Given exercise: Reproduce word for word the stretch of the data below from the line containing "The function MUST return, for every instance of the silver" through the line containing "168], [225, 178]]", including both of those lines.

Data:
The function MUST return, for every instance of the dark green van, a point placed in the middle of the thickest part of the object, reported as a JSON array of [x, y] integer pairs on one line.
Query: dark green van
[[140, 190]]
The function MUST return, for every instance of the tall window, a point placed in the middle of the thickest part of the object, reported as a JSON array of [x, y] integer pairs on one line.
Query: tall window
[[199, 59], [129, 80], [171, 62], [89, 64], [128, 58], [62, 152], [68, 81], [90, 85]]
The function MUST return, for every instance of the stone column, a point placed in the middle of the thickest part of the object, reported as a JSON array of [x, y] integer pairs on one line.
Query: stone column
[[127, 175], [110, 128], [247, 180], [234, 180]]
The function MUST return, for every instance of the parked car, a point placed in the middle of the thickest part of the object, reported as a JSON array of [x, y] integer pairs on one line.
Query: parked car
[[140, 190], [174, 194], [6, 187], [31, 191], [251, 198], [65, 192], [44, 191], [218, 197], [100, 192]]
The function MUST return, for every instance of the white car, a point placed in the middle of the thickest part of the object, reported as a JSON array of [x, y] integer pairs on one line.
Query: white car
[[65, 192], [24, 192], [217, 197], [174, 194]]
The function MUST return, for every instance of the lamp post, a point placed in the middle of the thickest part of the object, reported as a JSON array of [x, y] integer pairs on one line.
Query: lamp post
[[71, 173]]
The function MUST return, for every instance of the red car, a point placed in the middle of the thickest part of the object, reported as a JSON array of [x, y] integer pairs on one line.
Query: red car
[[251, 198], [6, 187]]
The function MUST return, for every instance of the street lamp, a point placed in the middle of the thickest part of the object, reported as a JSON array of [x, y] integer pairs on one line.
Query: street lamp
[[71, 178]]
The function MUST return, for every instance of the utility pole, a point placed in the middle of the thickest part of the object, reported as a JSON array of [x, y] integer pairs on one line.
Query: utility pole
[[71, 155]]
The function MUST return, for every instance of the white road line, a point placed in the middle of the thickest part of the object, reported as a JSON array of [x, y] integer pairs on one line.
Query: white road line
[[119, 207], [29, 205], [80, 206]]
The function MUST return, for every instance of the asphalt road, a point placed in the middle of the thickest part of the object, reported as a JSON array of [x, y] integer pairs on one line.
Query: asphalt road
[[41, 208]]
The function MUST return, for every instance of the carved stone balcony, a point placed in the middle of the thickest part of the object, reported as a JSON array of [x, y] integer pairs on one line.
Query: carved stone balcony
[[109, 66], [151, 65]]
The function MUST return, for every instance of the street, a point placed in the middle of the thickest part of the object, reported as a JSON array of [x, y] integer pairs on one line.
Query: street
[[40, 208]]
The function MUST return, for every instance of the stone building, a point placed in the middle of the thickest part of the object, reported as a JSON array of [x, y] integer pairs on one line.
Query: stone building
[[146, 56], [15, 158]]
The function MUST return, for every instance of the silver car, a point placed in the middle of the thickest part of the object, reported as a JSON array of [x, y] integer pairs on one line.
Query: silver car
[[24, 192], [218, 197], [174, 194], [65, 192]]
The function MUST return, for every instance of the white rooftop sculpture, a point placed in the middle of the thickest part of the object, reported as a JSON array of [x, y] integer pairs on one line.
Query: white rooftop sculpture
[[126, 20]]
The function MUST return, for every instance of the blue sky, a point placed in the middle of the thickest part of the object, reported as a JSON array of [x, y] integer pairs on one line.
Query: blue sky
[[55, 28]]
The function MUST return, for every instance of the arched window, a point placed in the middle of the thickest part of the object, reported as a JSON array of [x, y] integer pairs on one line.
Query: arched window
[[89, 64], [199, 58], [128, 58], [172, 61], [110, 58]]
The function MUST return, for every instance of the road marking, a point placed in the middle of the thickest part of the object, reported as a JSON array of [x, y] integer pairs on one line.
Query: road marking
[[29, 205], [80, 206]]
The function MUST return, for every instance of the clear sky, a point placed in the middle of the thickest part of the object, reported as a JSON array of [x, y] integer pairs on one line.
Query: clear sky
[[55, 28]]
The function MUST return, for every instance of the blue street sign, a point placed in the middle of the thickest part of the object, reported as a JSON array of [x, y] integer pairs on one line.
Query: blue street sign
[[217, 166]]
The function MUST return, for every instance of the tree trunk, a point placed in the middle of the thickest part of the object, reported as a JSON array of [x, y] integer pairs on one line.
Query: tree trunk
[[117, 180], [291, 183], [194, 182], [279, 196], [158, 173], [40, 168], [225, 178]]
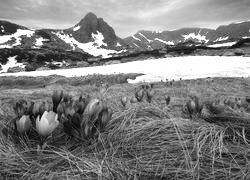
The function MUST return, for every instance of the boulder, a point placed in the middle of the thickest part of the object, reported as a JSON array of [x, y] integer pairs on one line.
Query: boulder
[[15, 69]]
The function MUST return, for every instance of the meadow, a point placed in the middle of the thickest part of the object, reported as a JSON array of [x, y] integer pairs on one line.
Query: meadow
[[142, 140]]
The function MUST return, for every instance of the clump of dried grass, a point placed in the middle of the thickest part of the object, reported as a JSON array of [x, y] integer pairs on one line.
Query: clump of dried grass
[[142, 141]]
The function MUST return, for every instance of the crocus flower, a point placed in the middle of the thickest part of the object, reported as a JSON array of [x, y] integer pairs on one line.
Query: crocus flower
[[23, 124], [47, 123]]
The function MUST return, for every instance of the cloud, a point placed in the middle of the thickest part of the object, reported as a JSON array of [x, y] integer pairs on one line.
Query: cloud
[[126, 16]]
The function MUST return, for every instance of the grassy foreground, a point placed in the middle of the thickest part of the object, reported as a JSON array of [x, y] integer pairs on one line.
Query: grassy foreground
[[142, 141]]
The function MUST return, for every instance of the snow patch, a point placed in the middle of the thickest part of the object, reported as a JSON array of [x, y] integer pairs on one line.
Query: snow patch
[[2, 29], [12, 62], [145, 38], [76, 28], [98, 38], [221, 39], [39, 41], [189, 67], [228, 44], [198, 36], [245, 37], [118, 44], [165, 42], [136, 45], [17, 36], [92, 48], [133, 36], [158, 32]]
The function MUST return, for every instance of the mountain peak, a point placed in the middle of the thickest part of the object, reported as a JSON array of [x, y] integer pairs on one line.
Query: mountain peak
[[90, 25], [90, 15]]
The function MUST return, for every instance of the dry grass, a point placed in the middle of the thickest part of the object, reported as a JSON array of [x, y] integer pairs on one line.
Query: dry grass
[[142, 141]]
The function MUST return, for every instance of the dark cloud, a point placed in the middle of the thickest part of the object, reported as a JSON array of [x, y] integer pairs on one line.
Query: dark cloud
[[126, 16]]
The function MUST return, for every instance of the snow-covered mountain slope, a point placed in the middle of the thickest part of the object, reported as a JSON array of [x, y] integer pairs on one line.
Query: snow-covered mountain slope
[[147, 40], [91, 35], [161, 69]]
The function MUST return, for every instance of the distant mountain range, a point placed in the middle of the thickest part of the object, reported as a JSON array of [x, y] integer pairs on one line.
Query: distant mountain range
[[221, 36], [92, 35]]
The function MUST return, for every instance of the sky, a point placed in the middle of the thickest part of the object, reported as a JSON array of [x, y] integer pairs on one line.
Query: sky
[[126, 16]]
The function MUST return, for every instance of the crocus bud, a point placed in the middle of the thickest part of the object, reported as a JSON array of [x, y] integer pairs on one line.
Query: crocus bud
[[124, 101], [150, 95], [133, 100], [139, 95], [167, 99], [56, 99], [47, 123], [23, 124]]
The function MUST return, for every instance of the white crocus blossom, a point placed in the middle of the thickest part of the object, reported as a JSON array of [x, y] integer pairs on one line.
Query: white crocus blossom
[[23, 124], [47, 123]]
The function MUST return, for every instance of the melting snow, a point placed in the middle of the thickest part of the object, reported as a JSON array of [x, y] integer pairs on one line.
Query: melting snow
[[92, 48], [135, 38], [2, 29], [165, 42], [99, 39], [145, 38], [76, 28], [16, 36], [136, 45], [189, 67], [157, 32], [195, 36], [39, 41], [222, 39], [118, 44], [228, 44], [12, 62]]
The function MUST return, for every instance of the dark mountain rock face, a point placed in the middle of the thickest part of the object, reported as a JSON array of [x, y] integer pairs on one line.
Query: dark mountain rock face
[[147, 40], [7, 28], [94, 36], [89, 25]]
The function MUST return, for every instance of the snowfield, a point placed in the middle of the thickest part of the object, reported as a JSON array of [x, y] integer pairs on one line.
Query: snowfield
[[198, 37], [39, 41], [12, 62], [227, 44], [16, 36], [93, 48], [165, 42], [189, 67]]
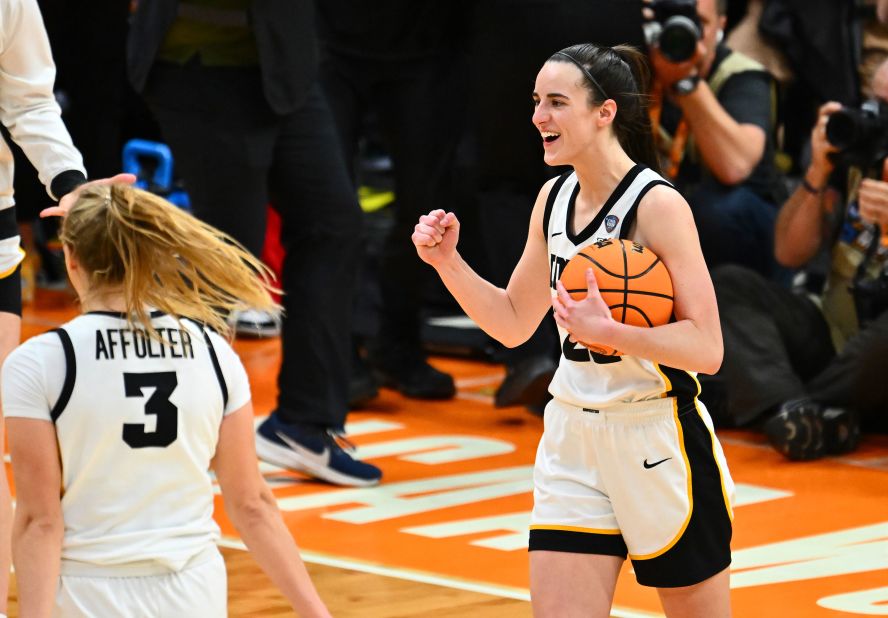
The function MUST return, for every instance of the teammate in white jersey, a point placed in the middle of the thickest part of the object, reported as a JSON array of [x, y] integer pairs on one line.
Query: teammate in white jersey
[[628, 464], [116, 418]]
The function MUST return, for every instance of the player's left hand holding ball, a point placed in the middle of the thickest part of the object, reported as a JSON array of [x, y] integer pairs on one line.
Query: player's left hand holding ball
[[588, 319]]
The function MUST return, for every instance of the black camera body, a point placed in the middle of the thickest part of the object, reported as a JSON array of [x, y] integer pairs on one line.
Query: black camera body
[[861, 135], [676, 28]]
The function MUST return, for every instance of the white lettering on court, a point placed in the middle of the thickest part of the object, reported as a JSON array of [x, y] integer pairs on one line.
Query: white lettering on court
[[440, 449], [393, 500], [865, 602], [854, 550]]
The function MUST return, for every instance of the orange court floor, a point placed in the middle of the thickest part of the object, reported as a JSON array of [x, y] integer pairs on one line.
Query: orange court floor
[[810, 539]]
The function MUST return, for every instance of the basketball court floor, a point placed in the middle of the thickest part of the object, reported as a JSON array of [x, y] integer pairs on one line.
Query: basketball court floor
[[445, 534]]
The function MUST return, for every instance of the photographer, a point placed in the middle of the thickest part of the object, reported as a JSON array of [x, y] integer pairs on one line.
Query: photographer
[[716, 127], [813, 366]]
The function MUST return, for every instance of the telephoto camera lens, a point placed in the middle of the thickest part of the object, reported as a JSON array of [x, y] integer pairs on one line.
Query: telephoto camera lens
[[675, 29], [678, 39]]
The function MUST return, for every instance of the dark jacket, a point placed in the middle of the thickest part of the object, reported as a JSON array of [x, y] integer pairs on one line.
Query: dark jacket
[[285, 37]]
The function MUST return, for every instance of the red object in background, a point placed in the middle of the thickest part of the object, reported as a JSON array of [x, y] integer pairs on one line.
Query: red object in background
[[272, 251]]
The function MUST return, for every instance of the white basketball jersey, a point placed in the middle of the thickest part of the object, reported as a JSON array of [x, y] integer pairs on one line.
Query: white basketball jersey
[[585, 379], [137, 423]]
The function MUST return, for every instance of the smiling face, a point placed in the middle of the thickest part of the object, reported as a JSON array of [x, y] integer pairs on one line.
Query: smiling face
[[567, 123]]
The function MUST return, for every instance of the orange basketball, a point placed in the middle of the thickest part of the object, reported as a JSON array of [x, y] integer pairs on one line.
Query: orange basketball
[[633, 282]]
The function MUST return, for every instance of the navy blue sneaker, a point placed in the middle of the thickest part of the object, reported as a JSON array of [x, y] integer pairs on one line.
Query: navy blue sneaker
[[314, 451], [803, 429]]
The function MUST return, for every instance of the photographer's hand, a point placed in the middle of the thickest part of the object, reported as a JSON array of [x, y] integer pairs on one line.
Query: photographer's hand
[[821, 166], [667, 72], [873, 199]]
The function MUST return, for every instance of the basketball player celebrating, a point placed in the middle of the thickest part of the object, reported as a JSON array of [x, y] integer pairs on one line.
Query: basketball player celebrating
[[628, 463], [115, 419]]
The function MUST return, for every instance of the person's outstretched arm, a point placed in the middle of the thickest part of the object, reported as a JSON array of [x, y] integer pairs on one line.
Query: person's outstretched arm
[[252, 509], [38, 528], [508, 315]]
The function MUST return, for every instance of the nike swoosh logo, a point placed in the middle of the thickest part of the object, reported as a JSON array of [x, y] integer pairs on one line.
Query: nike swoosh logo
[[322, 458], [656, 463]]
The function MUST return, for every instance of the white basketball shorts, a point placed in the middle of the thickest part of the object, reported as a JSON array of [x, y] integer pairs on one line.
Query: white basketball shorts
[[648, 480], [198, 591]]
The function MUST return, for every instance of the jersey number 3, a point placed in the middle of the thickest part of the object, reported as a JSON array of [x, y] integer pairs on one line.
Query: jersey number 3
[[158, 404]]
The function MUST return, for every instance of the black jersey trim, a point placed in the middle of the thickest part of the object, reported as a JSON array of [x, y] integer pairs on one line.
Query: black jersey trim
[[629, 219], [8, 225], [586, 233], [550, 202], [216, 366], [704, 547], [70, 375], [542, 539], [11, 292]]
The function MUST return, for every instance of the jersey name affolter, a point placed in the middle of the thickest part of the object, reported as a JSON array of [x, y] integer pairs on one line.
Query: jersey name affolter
[[137, 422]]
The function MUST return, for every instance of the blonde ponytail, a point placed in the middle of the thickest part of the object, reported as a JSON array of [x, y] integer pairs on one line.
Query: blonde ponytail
[[156, 255]]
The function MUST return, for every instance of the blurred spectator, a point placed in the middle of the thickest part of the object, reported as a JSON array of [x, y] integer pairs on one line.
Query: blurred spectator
[[509, 43], [233, 86], [717, 128], [810, 366], [399, 60]]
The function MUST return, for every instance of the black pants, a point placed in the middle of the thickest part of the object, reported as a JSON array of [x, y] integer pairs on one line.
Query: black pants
[[736, 226], [235, 156], [778, 347], [416, 104]]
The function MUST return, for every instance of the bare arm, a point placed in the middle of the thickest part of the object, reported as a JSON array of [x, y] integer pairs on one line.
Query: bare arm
[[10, 332], [508, 315], [38, 529], [693, 342], [799, 229], [253, 511], [730, 150]]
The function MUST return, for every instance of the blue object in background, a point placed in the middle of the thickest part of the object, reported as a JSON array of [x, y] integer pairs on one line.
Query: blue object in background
[[135, 151]]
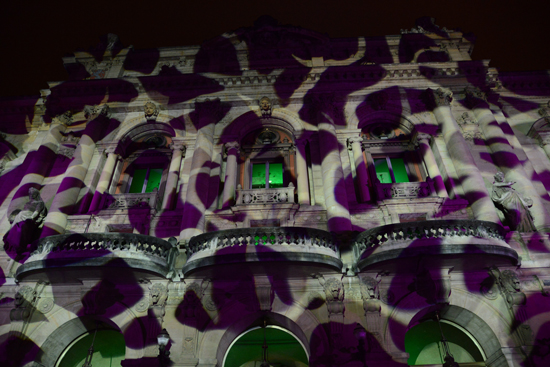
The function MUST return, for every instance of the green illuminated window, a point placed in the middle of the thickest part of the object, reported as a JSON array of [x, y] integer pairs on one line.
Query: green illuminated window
[[145, 180], [267, 175], [391, 170]]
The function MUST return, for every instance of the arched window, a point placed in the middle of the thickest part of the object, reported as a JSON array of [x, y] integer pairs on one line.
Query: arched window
[[283, 349], [424, 344], [108, 345]]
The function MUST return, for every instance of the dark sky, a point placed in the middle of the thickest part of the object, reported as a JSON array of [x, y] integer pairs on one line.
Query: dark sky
[[36, 34]]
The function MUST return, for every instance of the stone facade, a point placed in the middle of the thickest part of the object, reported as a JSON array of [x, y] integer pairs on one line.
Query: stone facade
[[345, 191]]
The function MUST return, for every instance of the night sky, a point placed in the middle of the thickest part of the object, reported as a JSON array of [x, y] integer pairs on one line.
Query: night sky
[[35, 35]]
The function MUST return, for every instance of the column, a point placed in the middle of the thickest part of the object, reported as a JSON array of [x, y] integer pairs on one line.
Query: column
[[170, 192], [545, 142], [40, 164], [336, 197], [104, 179], [505, 157], [354, 144], [423, 141], [207, 115], [468, 173], [67, 193], [302, 173], [228, 198]]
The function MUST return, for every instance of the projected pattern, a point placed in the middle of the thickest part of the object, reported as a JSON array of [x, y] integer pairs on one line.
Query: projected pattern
[[360, 197]]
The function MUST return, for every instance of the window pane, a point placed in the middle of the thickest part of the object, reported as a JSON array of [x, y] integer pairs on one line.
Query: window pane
[[258, 175], [153, 181], [275, 175], [137, 181], [399, 170], [382, 170]]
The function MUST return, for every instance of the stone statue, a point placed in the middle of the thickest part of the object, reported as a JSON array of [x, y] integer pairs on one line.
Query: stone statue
[[265, 107], [25, 224], [151, 111], [514, 208], [511, 287]]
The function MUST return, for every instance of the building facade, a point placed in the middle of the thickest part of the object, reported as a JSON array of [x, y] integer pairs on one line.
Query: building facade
[[277, 197]]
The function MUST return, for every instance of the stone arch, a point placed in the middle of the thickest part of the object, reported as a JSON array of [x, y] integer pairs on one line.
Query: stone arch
[[484, 331], [63, 336], [139, 126], [224, 338], [249, 121]]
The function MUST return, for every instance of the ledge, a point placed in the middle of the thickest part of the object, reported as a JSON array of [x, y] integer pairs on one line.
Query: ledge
[[263, 244], [458, 238], [101, 250]]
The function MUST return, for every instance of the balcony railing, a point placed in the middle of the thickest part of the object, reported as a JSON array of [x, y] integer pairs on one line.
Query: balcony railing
[[100, 249], [442, 237], [405, 190], [263, 244], [137, 201], [280, 195]]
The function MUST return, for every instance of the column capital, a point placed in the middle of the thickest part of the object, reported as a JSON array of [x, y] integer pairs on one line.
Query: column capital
[[231, 145], [423, 137], [437, 98], [177, 145], [354, 139]]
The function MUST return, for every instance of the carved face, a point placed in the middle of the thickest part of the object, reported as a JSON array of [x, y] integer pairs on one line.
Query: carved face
[[149, 109], [265, 104]]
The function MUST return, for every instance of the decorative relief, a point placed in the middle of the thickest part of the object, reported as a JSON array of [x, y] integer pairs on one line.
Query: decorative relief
[[93, 112], [334, 293], [151, 111], [45, 305]]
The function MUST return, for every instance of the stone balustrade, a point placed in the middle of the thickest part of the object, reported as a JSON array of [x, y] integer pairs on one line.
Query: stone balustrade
[[263, 244], [100, 249], [146, 200], [430, 237], [281, 195], [405, 190]]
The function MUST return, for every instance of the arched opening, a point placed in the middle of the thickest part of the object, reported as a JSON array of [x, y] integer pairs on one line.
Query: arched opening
[[283, 349], [108, 345], [425, 347]]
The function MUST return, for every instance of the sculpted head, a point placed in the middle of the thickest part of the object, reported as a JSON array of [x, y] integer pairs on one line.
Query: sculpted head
[[265, 104], [34, 194], [150, 109], [511, 281]]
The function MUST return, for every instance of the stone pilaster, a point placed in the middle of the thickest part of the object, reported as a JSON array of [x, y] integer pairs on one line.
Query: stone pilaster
[[354, 144], [178, 150], [472, 181]]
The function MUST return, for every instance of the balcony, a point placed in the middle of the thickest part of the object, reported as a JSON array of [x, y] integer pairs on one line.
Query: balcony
[[462, 240], [78, 254], [148, 200], [404, 190], [263, 246], [282, 195]]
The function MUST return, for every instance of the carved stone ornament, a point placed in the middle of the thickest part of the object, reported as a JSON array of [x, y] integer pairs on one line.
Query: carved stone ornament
[[93, 112], [370, 294], [443, 97], [265, 107], [45, 305], [66, 151], [65, 118], [24, 302], [513, 208], [334, 294], [466, 119], [151, 111], [511, 284]]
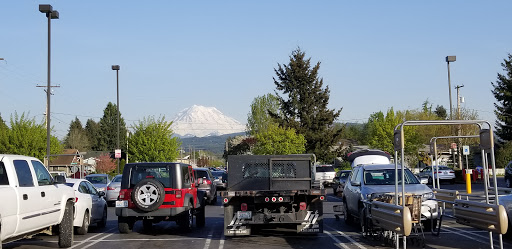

Written solution:
The function MUST return, for every instance of the silver car, a point placed in the middle of the thickest part of the object, reported as a JSON array of [x, y] integer pairs on one line.
Query: silver car
[[24, 192], [218, 197], [174, 194], [65, 192]]
The function MUST return, for every instance of the white rooftop sculpture, a point placed in the middle of the thickest part of the object, reported as a JSON array of [x, y] integer pairs on one line.
Query: white rooftop sculpture
[[126, 20]]
The function MUST return, for every instance of the blue sky, a point placed in the middle of the thickest part of the object, reported as a JSON array of [x, y] integer pairs on one line.
Query: blue sky
[[55, 28]]
The function MUST return, for every instance of the arched window, a point placed in the middle of the thickest part of the object, reported as a JSON array of [x, y] integer pairs on one line.
Query: arched window
[[89, 64], [199, 58], [128, 58], [172, 61], [110, 58]]
The function MUST return, for every instance of the road marking, a point placed in the middle of the thickest part of the object, reported as a JSON array of [x, y] integer pairs on one line.
Query: road marking
[[29, 205], [80, 206]]
The function MUST return, for every instance of the clear sky, a point placed in the middle of the thickest part of the object, reported as a JSON array of [x, y] integer pairs on one line.
Query: clear sky
[[55, 28]]
The function MUST return, for every instance of the blue street sign, a point placed in the middle of the thickest part of the object, reported as a JSON array of [x, y] integer pairs on one line.
Query: blue street sign
[[217, 166]]
The function MUST return, for every instance of the tree trunk, a point placed in the middle of the thickest part of the object, reported as a JSON array of [x, y] integer pairs on one line.
Query: tree trunk
[[117, 180], [291, 183], [194, 182], [279, 196], [158, 173], [40, 168], [225, 178]]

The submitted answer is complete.